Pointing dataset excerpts
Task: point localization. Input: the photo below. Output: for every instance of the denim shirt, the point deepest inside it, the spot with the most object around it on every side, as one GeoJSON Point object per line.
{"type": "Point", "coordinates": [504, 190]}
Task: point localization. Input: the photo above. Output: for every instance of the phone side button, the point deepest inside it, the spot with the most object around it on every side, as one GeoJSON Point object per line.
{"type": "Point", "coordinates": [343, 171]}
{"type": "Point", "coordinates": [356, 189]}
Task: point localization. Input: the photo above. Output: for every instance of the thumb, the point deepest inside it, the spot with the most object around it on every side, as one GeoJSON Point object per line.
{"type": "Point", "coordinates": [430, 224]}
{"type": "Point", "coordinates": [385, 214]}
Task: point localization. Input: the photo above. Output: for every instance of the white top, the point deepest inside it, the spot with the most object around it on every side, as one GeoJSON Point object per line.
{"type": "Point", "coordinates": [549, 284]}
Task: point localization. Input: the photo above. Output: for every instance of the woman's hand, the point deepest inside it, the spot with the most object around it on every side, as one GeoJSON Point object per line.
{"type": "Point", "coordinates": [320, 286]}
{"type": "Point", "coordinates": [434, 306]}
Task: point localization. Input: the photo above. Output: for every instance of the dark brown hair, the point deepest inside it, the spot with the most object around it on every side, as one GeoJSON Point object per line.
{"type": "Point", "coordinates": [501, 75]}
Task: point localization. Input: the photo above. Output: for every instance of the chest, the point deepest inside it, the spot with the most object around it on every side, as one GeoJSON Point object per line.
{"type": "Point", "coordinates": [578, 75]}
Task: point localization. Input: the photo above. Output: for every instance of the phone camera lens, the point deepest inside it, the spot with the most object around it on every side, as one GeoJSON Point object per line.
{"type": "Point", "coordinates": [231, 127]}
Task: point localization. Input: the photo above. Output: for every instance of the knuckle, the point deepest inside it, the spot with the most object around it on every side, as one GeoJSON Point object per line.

**REQUIREMENT:** Arrange all the records above as a numbered list, leaving out any blank lines.

**TASK SOLUTION:**
1. Task: point localization. Input: the photo below. Output: for every instance of the denim shirt, the point deepest inside it, the spot with the most object around it on every side, as one GeoJSON Point object per line.
2. {"type": "Point", "coordinates": [504, 190]}
3. Task: point localization. Input: the photo above. Output: for every instance of the phone side button, the point deepest inside it, the spot with the most object around it on every side, as one GeoJSON Point object per line.
4. {"type": "Point", "coordinates": [343, 171]}
5. {"type": "Point", "coordinates": [356, 189]}
6. Task: point localization. Input: the photo above. Output: for every instance of the thumb, the point deepest inside it, the spot with the most object around it on every side, as one GeoJSON Point object per line.
7. {"type": "Point", "coordinates": [430, 224]}
8. {"type": "Point", "coordinates": [385, 214]}
9. Task: point localization. Input: the photo above. Output: for every instance of the white top, the point deepest inside it, the spot with the most object around it on every side, as one GeoJSON Point object per line.
10. {"type": "Point", "coordinates": [549, 284]}
11. Task: point localization. Input: the photo above. Output: for every instance of the woman's hand, the point deepest inside it, the spot with the most object around it on every side, as one GeoJSON Point object per line.
12. {"type": "Point", "coordinates": [320, 286]}
13. {"type": "Point", "coordinates": [434, 306]}
14. Task: point localization. Input: the photo above. Output: for every instance of the dark brown hair, the point deepest inside it, the spot with the most object around it on every side, as one GeoJSON Point object per line.
15. {"type": "Point", "coordinates": [501, 75]}
16. Task: point localization. Input: the photo above. Output: for every instance of the chest, the point deepest inside it, the spot with the most object around it on every side, as one GeoJSON Point object per line.
17. {"type": "Point", "coordinates": [578, 75]}
18. Task: point localization. Input: the photo above. Output: for every instance of the phone camera lens, the point deepest inside it, the spot with the most object around it on every side, as one GeoJSON Point object per line.
19. {"type": "Point", "coordinates": [231, 127]}
20. Task: point localization. Input: the photo above. Output: for every instance of the knuckle, the point deepest inside it, the spot with the most object around it on every side, as one GeoJSON Point object per line.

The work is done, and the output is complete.